Instructions for the task: Return the material exactly. Every line must stay as it is.

═════ Data for processing

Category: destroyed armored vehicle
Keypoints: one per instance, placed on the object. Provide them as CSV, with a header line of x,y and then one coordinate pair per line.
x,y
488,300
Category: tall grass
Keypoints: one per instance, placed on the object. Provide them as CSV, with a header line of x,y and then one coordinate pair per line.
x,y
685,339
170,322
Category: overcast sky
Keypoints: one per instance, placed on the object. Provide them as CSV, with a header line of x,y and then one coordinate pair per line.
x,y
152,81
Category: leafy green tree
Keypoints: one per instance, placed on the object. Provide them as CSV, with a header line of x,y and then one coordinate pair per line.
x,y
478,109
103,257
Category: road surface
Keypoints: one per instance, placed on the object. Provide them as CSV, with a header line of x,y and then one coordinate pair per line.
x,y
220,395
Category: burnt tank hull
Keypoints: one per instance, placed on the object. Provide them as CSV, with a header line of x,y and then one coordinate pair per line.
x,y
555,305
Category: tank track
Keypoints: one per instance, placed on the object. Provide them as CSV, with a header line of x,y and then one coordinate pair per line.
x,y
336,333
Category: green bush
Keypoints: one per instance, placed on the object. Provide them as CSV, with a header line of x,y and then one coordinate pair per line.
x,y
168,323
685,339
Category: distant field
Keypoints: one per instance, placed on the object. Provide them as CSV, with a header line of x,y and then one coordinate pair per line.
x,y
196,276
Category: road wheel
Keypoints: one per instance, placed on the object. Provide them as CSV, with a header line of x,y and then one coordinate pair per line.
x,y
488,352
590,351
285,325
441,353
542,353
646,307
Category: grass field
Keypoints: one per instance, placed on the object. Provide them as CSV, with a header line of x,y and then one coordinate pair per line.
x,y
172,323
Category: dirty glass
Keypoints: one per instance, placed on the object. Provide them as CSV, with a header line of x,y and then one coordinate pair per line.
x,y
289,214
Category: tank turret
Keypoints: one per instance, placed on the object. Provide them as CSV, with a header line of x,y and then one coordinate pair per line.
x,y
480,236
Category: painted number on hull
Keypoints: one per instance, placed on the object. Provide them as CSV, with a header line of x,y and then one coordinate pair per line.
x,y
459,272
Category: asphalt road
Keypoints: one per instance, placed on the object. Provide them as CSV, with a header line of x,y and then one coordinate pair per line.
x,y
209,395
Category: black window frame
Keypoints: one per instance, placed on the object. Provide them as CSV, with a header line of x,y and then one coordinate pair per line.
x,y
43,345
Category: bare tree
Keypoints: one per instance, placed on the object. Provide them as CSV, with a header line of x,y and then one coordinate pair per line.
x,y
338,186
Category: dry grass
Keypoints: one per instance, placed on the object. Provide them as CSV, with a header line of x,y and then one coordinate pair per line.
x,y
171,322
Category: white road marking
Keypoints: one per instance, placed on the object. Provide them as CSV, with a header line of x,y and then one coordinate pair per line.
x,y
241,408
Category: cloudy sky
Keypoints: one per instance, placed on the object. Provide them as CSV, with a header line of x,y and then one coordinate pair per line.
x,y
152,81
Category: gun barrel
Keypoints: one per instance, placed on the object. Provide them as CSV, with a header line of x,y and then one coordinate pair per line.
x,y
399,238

══════════

Your solution:
Category: destroyed armored vehicle
Keypoints: one per instance, placed on the object. Provide them as CSV, with a header line of x,y and then one coordinate pair per line.
x,y
488,300
Category: tall grass
Keypoints: one per instance, placed on the object. Provide them as CSV, with a header line of x,y and then one coordinate pair per line.
x,y
685,339
170,322
Category: overcast sky
Keypoints: one per instance, placed on the object. Provide them as CSV, with a header line of x,y and then one coordinate pair per line.
x,y
152,81
Category: leafy green tree
Keypoints: one per instance, placed on the object. Provide them as CSV, with a header line of x,y and then one coordinate pair per line.
x,y
478,109
103,257
Category: road surface
Keypoints: one per instance, placed on the object. Provide them as CSV, with a header line of x,y and then one coordinate pair per line.
x,y
220,395
Category: burnt tank hull
Keypoints: one per instance, placed on the object. Provide them as CSV, with a header line of x,y and then one coordinate pair per line.
x,y
555,305
Category: tank track
Keypoints: one per instance, placed on the object. Provide them as CSV, with a header line of x,y and then one coordinate pair per line.
x,y
336,333
Category: green bush
Keypoints: one per instance, placed on the object. Provide them as CSV, with a header line of x,y and then one coordinate pair per line.
x,y
168,323
685,339
Category: distant field
Keypoints: one per instance, placed on the object. Provide them as CSV, with a header line of x,y and then one coordinate pair per line.
x,y
196,276
Category: road wheel
Keypoints: one per instance, placed on the object. Provide them as CSV, with a header line of x,y and then one coordinate pair per line.
x,y
488,352
590,351
285,325
441,353
542,353
646,307
Category: grass field
Keypoints: one per instance, placed on the object. Provide them as CSV, with a header line of x,y and then one coordinate pair per line.
x,y
172,323
Category: dirty glass
Keypoints: one per instance, placed on the object. Provide them as CSV, with a header line of x,y and then one coordinate pair per line.
x,y
289,214
Category: tank turret
Keypoints: one per instance, placed on the object. Provide them as CSV, with a header line of x,y and then one coordinate pair per line.
x,y
480,236
Category: painted number on hull
Keypoints: one per instance, placed on the object. Provide them as CSV, with a header line of x,y and then one coordinate pair per line.
x,y
459,272
Category: asphalt road
Keypoints: one per instance, placed on the object. Provide them as CSV, with a header line of x,y and then one coordinate pair per line.
x,y
209,395
Category: black window frame
Keypoints: one per instance, placed on the object. Provide them as CSV, with a header line of x,y and then one coordinate pair per line.
x,y
43,345
Category: bare tree
Keypoints: one per instance, placed on the object. Provide them as CSV, with a header line of x,y and then one coordinate pair per line.
x,y
338,186
Category: dry grass
Keypoints: one per instance, placed on the object. Provide them as CSV, with a header line of x,y and then one coordinate pair per line.
x,y
171,322
Category: white road marking
Keypoints: one per instance, placed on the object. Provide them as CSV, with a header line of x,y and then one coordinate pair per line.
x,y
241,408
Category: cloudy sky
Keypoints: one per instance, placed on the object. Provide them as CSV, with a header line of x,y and then one coordinate pair per line.
x,y
152,81
Category: gun barrel
Keypoints: one per instance, placed on the object. Provide them as CSV, with a header line of x,y and then one coordinate pair per line.
x,y
399,238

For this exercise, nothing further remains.